» What is being asked
Can you retype only the lines from the one with "Task: mark each instance of the mulch" through the final line of the material, exactly as given?

(Stored items from a collection)
####################

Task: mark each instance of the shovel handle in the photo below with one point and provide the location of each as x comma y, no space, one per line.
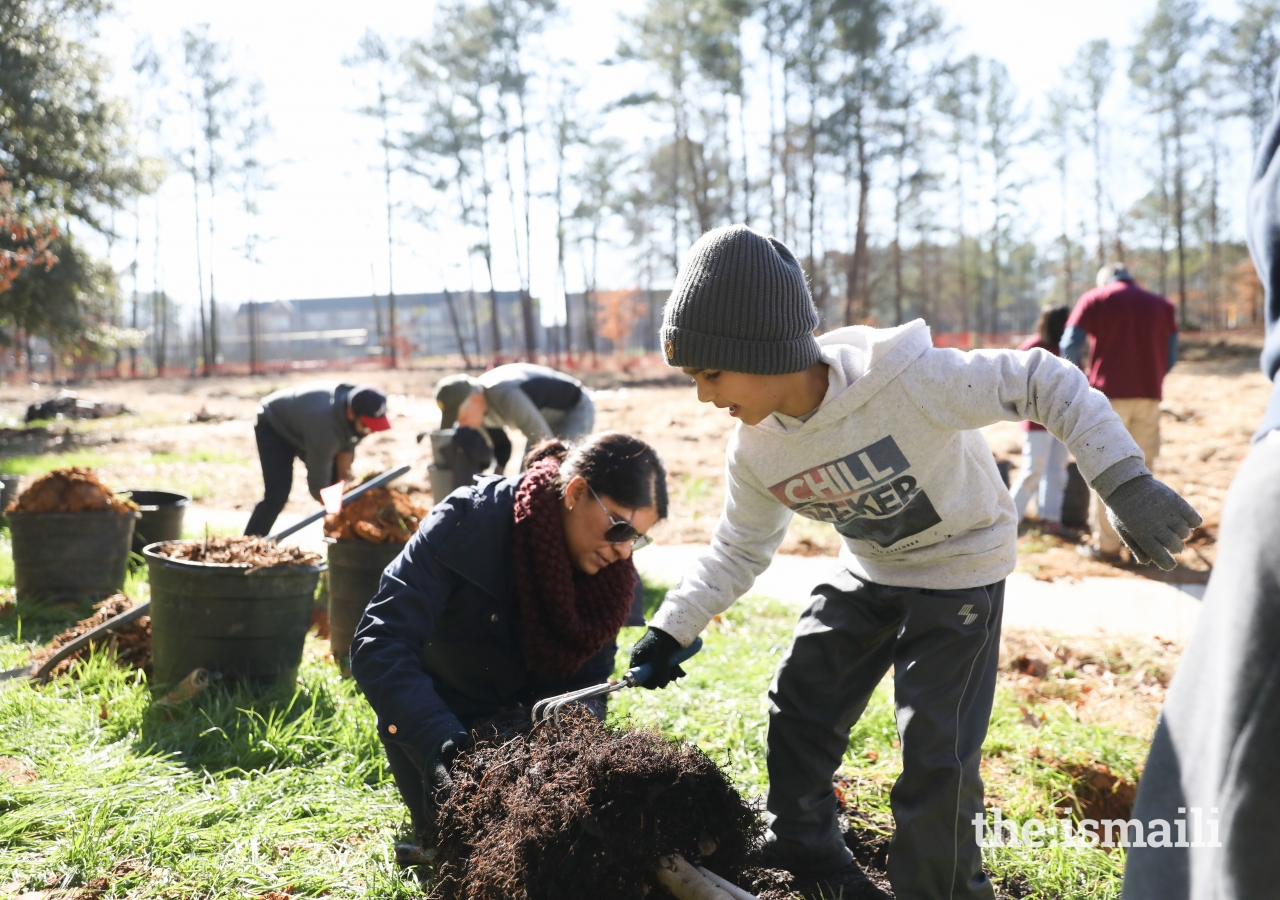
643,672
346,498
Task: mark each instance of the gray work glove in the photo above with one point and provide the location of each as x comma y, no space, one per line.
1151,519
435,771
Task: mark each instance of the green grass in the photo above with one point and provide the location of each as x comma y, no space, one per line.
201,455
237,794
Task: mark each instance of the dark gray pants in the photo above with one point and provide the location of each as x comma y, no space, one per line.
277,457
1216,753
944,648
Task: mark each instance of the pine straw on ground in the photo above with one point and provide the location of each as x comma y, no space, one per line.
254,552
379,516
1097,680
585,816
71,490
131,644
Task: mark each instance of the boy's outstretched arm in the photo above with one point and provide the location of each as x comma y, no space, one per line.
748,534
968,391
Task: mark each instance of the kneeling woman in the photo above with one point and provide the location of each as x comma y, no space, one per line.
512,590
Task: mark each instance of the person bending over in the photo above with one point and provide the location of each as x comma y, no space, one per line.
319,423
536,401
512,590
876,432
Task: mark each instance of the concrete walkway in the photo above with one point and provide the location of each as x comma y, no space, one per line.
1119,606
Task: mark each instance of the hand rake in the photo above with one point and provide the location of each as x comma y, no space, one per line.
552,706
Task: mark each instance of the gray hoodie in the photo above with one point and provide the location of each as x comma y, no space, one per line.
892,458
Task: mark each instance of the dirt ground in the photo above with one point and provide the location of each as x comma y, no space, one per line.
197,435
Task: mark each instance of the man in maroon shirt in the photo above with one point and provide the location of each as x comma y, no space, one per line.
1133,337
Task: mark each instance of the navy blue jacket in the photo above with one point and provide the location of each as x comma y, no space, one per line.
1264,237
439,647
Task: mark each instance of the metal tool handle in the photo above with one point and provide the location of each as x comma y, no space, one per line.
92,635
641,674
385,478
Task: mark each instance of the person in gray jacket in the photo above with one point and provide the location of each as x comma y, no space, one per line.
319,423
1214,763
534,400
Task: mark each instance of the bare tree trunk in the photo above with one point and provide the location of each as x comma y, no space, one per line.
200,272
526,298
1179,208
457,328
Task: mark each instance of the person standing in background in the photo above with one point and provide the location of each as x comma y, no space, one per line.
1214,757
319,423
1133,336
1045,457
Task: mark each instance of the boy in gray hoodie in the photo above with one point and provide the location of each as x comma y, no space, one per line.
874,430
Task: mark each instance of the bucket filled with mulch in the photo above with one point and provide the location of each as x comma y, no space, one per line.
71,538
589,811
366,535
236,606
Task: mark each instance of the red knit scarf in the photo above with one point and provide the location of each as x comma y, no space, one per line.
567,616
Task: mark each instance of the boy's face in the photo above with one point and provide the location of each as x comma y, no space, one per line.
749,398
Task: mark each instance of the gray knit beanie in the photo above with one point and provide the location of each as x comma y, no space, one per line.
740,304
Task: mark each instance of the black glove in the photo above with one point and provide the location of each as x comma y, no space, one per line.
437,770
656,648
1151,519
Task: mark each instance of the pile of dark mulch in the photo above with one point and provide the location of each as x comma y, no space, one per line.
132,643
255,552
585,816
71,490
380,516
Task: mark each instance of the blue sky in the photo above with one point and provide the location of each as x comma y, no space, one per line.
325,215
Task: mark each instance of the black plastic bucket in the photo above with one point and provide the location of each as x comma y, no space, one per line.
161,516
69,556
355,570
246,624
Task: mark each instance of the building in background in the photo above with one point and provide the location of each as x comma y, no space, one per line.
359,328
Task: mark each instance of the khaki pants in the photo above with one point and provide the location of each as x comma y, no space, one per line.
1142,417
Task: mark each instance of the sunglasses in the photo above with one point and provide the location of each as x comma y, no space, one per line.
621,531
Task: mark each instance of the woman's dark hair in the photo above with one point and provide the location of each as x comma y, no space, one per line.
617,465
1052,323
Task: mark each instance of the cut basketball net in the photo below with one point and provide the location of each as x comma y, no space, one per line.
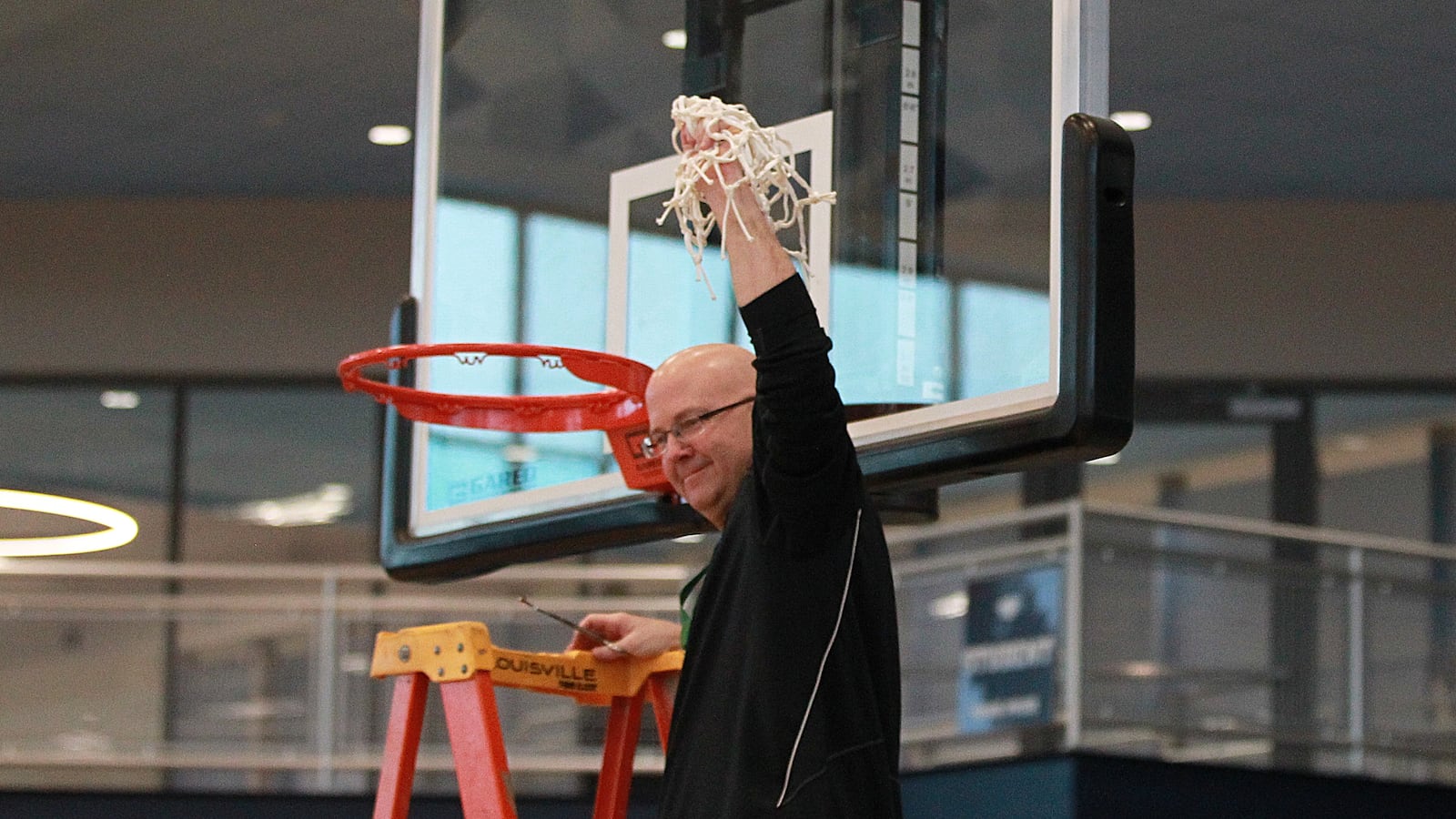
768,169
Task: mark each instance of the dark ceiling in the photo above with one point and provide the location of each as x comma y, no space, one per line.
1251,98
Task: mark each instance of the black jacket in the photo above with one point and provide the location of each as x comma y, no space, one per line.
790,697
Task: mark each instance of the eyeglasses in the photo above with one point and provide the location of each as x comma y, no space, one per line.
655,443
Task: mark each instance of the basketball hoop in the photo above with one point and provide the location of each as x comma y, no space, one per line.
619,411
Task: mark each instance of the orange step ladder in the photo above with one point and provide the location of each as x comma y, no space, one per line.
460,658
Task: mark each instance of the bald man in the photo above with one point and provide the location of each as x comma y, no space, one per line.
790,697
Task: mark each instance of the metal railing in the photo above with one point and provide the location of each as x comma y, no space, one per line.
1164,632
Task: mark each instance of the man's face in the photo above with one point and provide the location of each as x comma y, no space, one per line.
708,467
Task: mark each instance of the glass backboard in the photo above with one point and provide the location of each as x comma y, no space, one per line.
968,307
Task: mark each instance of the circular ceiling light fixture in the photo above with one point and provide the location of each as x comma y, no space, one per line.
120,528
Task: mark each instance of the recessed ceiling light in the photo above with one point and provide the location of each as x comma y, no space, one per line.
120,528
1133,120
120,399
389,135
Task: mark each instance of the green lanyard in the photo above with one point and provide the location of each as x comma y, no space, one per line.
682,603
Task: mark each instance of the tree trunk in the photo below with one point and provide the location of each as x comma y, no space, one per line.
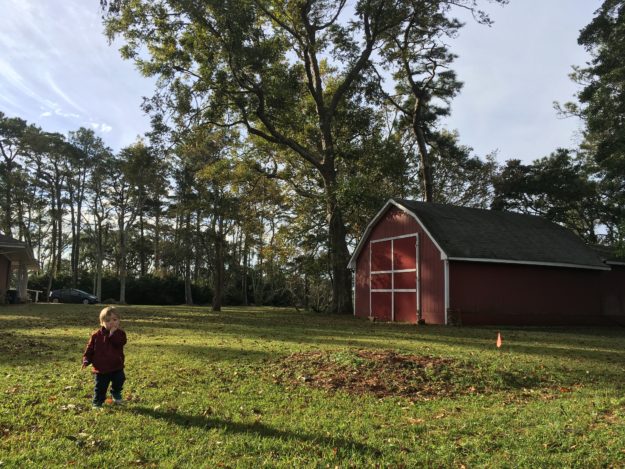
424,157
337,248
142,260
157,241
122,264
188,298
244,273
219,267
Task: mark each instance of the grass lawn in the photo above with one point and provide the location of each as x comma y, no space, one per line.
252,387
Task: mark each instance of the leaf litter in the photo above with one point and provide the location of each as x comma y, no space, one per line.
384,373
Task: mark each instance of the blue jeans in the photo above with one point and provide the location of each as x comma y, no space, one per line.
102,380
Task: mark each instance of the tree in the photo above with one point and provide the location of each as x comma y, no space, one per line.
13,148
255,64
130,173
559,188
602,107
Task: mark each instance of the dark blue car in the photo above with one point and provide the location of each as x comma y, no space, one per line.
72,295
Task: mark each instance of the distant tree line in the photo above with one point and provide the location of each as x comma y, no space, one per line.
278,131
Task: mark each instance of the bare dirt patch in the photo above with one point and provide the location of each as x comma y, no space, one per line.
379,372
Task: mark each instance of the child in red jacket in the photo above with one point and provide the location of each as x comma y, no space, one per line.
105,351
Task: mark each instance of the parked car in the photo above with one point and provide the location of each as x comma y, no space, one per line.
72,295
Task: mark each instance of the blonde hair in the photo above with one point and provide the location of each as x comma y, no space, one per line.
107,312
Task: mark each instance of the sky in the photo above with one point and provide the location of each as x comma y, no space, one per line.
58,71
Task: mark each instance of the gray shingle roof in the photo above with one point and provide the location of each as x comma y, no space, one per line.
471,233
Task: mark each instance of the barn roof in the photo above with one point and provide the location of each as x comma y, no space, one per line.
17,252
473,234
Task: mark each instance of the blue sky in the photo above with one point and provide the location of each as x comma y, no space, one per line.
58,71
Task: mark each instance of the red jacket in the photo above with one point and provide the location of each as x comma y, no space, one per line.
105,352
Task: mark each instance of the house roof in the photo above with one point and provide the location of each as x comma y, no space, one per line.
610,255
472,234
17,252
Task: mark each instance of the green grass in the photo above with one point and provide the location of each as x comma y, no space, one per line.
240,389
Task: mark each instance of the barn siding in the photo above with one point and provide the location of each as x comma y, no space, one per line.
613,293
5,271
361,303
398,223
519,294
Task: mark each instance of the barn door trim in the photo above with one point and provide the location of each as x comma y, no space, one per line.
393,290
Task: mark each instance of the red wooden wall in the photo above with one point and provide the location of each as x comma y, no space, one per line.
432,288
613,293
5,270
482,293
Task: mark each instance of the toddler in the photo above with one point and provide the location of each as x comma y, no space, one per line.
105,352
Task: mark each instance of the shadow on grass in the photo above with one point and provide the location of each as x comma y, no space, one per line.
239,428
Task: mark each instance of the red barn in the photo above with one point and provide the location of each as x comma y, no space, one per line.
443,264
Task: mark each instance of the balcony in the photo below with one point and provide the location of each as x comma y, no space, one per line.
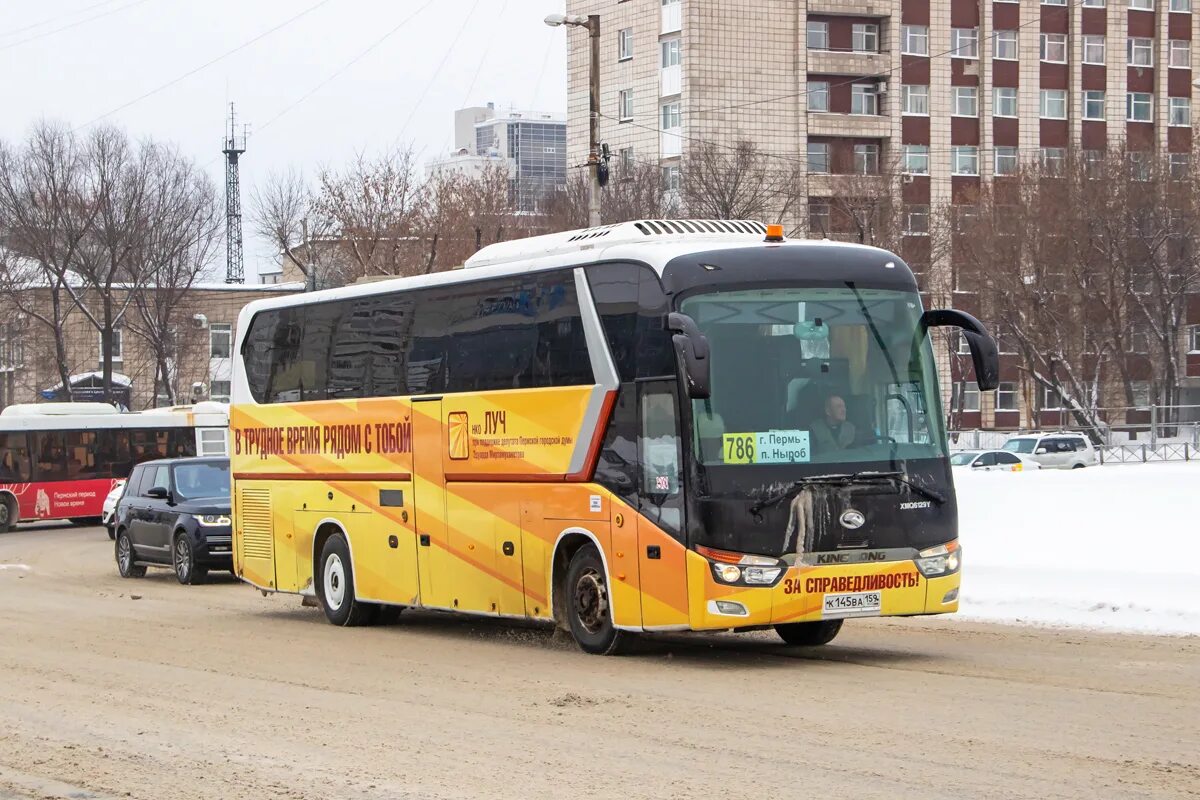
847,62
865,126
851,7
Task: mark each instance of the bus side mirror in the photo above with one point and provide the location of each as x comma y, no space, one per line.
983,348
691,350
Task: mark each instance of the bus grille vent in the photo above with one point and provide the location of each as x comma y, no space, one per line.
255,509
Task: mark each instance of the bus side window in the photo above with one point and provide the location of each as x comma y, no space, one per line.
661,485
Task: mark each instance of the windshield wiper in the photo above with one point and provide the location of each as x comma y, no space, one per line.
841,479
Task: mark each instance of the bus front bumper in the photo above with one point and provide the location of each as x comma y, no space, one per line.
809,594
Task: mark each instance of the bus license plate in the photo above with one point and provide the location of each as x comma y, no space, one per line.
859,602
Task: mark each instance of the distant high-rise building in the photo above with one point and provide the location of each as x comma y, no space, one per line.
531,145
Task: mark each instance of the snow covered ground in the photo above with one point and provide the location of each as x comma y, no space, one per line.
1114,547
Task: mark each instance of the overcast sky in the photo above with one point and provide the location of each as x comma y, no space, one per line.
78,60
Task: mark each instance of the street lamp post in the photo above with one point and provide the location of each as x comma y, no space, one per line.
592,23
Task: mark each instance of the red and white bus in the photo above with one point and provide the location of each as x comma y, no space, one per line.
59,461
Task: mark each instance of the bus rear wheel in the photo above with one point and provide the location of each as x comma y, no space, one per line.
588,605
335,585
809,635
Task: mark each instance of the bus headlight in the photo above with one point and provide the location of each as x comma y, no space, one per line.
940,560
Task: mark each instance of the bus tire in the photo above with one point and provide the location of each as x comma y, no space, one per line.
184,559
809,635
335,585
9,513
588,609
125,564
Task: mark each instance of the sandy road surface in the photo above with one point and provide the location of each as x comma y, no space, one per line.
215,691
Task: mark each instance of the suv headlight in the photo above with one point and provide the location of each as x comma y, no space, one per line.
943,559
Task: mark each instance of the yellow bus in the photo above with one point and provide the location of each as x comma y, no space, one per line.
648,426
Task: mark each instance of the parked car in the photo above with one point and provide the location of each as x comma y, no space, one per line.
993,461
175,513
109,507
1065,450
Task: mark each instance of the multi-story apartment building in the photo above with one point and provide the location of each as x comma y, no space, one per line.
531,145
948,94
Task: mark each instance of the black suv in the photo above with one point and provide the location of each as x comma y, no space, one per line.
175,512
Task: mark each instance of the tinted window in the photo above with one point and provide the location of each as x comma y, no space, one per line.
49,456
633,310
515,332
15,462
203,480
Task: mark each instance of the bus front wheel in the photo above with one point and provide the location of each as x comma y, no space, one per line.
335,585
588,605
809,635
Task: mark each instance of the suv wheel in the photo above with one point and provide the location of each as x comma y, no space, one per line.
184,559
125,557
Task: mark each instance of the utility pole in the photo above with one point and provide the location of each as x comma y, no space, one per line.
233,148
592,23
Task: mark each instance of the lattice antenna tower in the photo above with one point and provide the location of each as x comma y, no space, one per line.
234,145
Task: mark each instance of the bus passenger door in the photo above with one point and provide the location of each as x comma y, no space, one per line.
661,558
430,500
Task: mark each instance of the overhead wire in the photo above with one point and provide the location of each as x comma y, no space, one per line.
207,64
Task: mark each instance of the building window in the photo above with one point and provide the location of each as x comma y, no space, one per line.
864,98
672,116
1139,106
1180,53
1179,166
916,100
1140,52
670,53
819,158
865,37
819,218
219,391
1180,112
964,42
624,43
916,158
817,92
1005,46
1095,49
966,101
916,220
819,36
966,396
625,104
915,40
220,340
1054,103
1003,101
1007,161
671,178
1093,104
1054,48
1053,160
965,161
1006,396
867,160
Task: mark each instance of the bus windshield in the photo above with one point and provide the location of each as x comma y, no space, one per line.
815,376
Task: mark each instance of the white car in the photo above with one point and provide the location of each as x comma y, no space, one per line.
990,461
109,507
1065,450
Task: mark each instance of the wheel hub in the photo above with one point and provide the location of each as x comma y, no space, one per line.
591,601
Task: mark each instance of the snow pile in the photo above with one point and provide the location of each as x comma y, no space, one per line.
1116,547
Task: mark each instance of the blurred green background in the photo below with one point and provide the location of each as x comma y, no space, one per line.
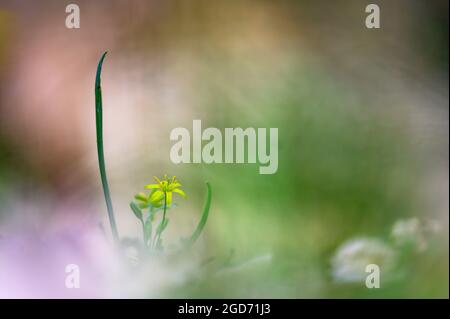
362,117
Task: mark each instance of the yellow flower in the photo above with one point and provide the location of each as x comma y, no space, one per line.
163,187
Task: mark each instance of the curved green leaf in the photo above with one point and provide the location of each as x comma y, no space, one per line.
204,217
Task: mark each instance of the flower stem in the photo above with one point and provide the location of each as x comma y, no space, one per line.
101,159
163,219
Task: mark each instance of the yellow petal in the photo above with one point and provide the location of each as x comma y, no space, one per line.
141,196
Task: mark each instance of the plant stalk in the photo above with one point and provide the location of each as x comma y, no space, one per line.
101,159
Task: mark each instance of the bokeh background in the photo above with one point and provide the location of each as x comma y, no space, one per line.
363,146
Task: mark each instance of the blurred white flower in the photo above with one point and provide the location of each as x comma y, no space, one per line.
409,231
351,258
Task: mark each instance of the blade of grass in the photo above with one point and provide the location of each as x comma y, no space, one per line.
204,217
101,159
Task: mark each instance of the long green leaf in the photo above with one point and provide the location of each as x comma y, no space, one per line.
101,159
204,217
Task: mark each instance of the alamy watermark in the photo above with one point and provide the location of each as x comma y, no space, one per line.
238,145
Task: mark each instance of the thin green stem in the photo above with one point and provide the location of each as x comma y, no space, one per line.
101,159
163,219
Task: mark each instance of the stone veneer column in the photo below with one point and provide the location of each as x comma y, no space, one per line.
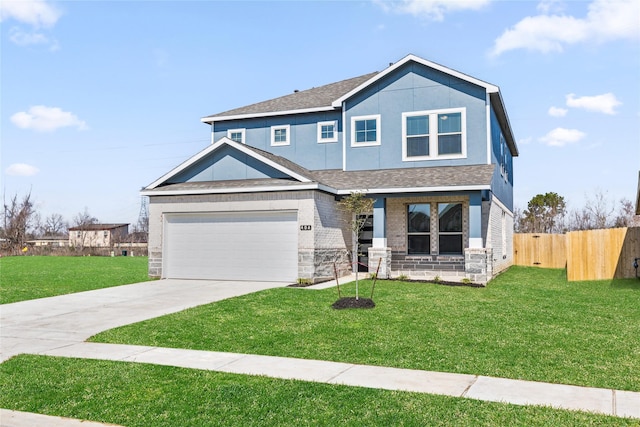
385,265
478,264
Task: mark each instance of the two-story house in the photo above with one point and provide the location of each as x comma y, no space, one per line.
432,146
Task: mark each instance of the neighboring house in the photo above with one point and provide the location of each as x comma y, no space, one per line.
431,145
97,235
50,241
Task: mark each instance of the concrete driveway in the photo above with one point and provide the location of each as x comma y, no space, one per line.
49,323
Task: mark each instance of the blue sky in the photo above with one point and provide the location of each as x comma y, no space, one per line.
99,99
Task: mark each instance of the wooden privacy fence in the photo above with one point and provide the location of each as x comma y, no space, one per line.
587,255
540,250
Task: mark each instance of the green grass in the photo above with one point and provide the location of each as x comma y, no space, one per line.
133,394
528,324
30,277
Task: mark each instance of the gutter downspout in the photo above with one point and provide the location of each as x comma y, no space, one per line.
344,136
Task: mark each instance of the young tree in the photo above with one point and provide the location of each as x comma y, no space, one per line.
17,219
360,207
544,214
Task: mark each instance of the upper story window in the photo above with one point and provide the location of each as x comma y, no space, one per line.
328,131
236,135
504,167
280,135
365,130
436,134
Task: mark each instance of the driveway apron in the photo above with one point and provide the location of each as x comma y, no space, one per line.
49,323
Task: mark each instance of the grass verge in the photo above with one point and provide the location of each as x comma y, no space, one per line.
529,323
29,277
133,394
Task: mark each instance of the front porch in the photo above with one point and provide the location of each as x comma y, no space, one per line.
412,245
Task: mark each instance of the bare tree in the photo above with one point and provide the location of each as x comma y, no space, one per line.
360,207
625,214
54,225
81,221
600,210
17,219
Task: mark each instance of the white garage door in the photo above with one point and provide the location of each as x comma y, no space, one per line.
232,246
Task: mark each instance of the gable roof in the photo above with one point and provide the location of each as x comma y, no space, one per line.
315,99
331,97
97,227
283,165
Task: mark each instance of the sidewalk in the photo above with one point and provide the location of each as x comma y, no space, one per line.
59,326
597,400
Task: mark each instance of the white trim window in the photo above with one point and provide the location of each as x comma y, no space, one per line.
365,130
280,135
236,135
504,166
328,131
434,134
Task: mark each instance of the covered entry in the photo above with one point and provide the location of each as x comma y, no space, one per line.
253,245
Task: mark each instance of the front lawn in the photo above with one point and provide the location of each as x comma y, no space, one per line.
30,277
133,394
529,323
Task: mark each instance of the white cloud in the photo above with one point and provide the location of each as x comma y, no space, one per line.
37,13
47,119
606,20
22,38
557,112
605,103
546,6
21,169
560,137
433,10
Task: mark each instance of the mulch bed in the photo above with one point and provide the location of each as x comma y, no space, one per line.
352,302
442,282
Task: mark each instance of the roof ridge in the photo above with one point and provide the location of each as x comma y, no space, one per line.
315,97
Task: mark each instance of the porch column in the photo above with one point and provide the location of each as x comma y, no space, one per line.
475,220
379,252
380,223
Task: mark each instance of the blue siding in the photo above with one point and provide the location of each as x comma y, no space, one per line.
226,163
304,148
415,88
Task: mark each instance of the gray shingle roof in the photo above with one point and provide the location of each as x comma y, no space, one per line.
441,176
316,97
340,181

####################

» Right answer
Task: mark each instance of the mulch bed in the photo above with one point and provide the location of each as x comma y, no space, one per line.
352,302
442,282
Task: mark each instance of the roof ridge in the photo above with one point and provide the location of each as x comma y, no space, one per line.
315,97
Task: mark each instance of the porch column in the photo above with one point and provide the location of each as x comma y, no space, one per line.
475,220
379,252
380,223
Task: mark each instance of the blue siding in the photo above with one point and provide the location of each as x comma y, no space, one per line.
226,163
304,148
415,88
Task: mark each instance of the gray shingle roof in the photo above with one point and provide the location of each as x comma y, no space, one per line.
441,176
316,97
340,181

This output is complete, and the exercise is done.